▸ **Belge alıntısı**:
=======
Bu nedenle, sanığın sübuta eren eyleminin kullanmak için uyuşturucu madde bulundurma suçunu oluşturduğu gözetilmeden, kesin bir kanaat vermekten uzak kanıtlara dayanılarak, uyuşturucu madde ticareti suçundan cezalandırılmasına karar verilmesi suretiyle, suç niteliğinin hatalı belirlenmesi isabetsiz ve yasaya aykırıdır…”

 

 

Yargıtay 10. Ceza Dairesi, 12.04.2023 Tarihli Kararı (E. 2021/15681, K. 2023/3420):

 

Bu kararda, sanıkların telefon görüşmeleri sonucunda uyuşturucu madde ticareti şüphesi doğmuş ve bu şüphe üzerine önleme araması yapılmıştır. Ancak, Yargıtay, suç şüphesi doğduktan sonra yapılan önleme aramasının hukuka aykırı olduğuna hükmetmiştir. Dolayısıyla, bu arama sonucunda elde edilen delillerin yasak delil niteliğinde olduğu ve hükme esas alınamayacağı belirtilmiştir.
=======
▸ **Gösterilen bilgiler**:
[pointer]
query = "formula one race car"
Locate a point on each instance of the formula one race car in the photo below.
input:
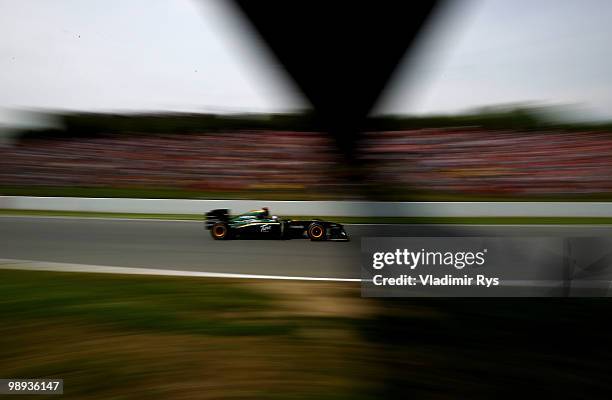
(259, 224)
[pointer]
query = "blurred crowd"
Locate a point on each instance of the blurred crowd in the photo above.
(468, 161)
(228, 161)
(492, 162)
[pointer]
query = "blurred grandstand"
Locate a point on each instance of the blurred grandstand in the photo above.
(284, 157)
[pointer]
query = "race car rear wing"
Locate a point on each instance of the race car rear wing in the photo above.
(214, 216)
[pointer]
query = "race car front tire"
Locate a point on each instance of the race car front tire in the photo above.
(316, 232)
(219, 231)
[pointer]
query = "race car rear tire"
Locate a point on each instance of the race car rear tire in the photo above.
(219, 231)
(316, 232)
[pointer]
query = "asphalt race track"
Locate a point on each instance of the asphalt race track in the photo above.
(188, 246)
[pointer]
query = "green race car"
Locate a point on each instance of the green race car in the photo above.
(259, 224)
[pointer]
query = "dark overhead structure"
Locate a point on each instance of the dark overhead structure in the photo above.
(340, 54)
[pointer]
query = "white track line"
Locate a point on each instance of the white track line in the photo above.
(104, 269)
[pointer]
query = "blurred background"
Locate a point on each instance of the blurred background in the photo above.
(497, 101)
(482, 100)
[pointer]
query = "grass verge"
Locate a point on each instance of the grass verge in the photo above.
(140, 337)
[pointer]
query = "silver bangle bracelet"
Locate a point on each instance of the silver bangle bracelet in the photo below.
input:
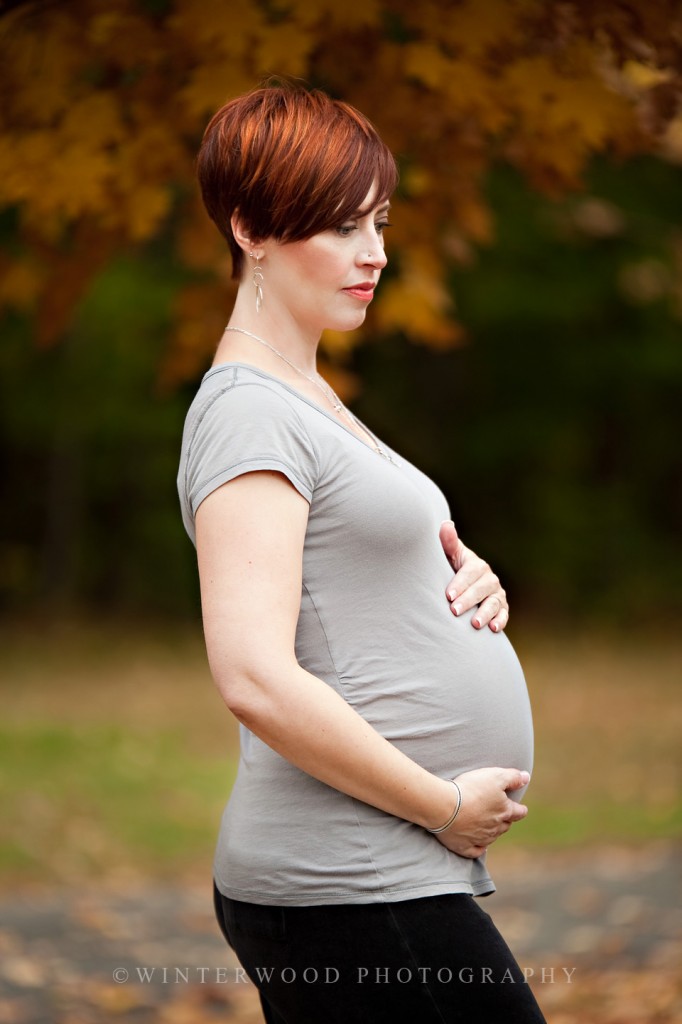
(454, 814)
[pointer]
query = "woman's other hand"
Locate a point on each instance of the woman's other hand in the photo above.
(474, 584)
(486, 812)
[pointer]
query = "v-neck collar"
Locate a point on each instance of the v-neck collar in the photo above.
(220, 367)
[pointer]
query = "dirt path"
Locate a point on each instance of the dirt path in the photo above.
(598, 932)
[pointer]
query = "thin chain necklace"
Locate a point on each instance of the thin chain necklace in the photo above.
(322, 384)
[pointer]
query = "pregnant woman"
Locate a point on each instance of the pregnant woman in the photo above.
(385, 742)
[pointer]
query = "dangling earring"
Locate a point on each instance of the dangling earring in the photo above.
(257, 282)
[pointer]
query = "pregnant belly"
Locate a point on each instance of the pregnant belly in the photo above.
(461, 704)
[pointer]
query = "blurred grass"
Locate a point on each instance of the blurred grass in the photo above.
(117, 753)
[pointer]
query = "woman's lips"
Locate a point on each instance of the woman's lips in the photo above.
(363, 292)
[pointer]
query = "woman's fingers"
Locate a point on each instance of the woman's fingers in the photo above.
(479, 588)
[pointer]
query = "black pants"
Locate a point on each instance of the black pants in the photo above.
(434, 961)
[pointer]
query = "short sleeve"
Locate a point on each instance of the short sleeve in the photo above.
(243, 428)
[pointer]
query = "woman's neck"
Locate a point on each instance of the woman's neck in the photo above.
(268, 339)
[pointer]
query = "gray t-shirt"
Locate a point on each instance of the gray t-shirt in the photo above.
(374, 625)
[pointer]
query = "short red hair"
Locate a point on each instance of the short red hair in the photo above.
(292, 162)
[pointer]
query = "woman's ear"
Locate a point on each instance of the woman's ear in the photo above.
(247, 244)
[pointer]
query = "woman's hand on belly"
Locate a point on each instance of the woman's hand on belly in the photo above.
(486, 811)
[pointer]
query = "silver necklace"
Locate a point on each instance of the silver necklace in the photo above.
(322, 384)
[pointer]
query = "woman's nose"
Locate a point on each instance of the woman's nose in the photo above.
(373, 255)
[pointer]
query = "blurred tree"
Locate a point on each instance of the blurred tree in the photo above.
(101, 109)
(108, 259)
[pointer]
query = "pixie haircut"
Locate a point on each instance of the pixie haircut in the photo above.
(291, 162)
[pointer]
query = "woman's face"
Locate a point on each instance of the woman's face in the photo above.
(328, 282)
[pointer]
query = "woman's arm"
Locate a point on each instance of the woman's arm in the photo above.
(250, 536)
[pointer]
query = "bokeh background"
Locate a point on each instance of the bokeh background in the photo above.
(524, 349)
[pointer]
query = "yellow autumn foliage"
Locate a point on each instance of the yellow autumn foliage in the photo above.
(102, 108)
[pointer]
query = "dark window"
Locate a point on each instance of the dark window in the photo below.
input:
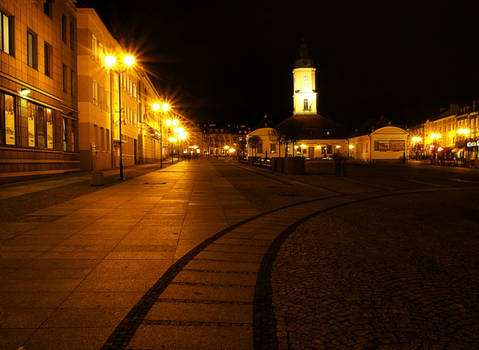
=======
▸ **Yazılı talep 1**:
Yukarıdaki Yargıtay kararlarıyla ilgili metinde "Bu nedenle, sanığın" sözleriyle başlayıp "esas alınamayacağı belirtilmiştir." sözlerine kadar uzanan bölümün tamamını hiçbir değişiklik yapmadan yeniden yazın.
▸ **Yazılı talep 2**:
Yargıtay kararlarıyla ilgili metni, gösterilen son cümleden sonra gelecek kısmı yazarak sürdürün.

▸ **Yanıt 1**:
Bu nedenle, sanığın sübuta eren eyleminin kullanmak için uyuşturucu madde bulundurma suçunu oluşturduğu gözetilmeden, kesin bir kanaat vermekten uzak kanıtlara dayanılarak, uyuşturucu madde ticareti suçundan cezalandırılmasına karar verilmesi suretiyle, suç niteliğinin hatalı belirlenmesi isabetsiz ve yasaya aykırıdır…”

 

 

Yargıtay 10. Ceza Dairesi, 12.04.2023 Tarihli Kararı (E. 2021/15681, K. 2023/3420):

 

Bu kararda, sanıkların telefon görüşmeleri sonucunda uyuşturucu madde ticareti şüphesi doğmuş ve bu şüphe üzerine önleme araması yapılmıştır. Ancak, Yargıtay, suç şüphesi doğduktan sonra yapılan önleme aramasının hukuka aykırı olduğuna hükmetmiştir. Dolayısıyla, bu arama sonucunda elde edilen delillerin yasak delil niteliğinde olduğu ve hükme esas alınamayacağı belirtilmiştir.

▸ **Yanıt 2**:
 

Bu karar, hukuka aykırı yöntemlerle elde edilen delillerin, özellikle suç şüphesi doğduktan sonra yapılan önleme aramalarının, yargılamada dikkate alınamayacağını göstermektedir. Dolayısıyla, delillerin elde edilme yöntemi, uyuşturucu madde ticareti suçlarında cezalandırma sürecinde kritik bir öneme sahiptir.

 

Bu tür Yargıtay kararları, uyuşturucu madde ticareti suçlarında delillerin nasıl denetiminin nasıl yapılacağı konusunda yol gösterici niteliktedir.

 

Yargıtay 10. Ceza Dairesi, 30.03.2023 Tarihli Kararı (E. 2023/380, K. 2023/2851):

 

Bu kararda, sanıkların üzerlerinde ve araçlarında yapılan aramalarda uyuşturucu madde ele geçirilmiştir. Sanıkların savunmalarında, uyuşturucu maddeyi kullanmak için bulundurduklarını beyan etmeleri üzerine, Yargıtay, ele geçirilen maddenin miktarı ve diğer delilleri değerlendirerek, suçun “kullanmak için uyuşturucu madde bulundurma” kapsamında olduğuna karar vermiştir.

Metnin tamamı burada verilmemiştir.